- Work instructions
Copy nothing but the lines below running from the line containing "The prompts in" through the line containing "box: [138, 0, 335, 73]", both end lines included.

- Records provided
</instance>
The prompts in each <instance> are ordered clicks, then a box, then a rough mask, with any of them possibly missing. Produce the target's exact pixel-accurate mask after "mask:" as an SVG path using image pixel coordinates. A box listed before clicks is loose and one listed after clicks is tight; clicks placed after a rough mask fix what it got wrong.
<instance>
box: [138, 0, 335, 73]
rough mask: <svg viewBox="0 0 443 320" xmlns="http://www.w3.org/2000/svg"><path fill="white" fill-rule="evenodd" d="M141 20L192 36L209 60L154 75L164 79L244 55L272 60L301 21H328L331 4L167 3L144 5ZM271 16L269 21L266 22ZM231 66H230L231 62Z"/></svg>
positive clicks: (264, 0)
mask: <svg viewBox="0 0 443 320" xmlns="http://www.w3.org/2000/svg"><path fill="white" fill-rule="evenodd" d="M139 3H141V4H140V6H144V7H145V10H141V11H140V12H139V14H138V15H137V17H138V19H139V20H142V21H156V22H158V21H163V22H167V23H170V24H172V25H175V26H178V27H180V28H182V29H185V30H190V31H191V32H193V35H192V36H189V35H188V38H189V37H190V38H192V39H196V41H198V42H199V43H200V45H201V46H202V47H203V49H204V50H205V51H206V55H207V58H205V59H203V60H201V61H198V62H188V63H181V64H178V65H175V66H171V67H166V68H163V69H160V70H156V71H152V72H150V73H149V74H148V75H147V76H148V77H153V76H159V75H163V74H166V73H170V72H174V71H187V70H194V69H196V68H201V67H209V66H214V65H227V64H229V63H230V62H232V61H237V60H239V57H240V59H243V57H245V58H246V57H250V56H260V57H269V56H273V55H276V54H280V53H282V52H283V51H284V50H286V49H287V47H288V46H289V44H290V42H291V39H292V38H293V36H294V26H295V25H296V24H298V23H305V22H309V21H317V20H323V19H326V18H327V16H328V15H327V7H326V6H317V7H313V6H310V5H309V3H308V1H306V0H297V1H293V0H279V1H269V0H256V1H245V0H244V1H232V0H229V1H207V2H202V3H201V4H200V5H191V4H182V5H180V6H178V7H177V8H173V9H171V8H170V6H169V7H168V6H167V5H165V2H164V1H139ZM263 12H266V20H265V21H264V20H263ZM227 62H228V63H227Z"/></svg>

- Reply to the task
The prompts in each <instance> are ordered clicks, then a box, then a rough mask, with any of them possibly missing. Produce the target's exact pixel-accurate mask after "mask:" as an SVG path using image pixel coordinates. A box listed before clicks is loose and one listed after clicks is tight; clicks placed after a rough mask fix what it got wrong.
<instance>
box: [138, 0, 335, 73]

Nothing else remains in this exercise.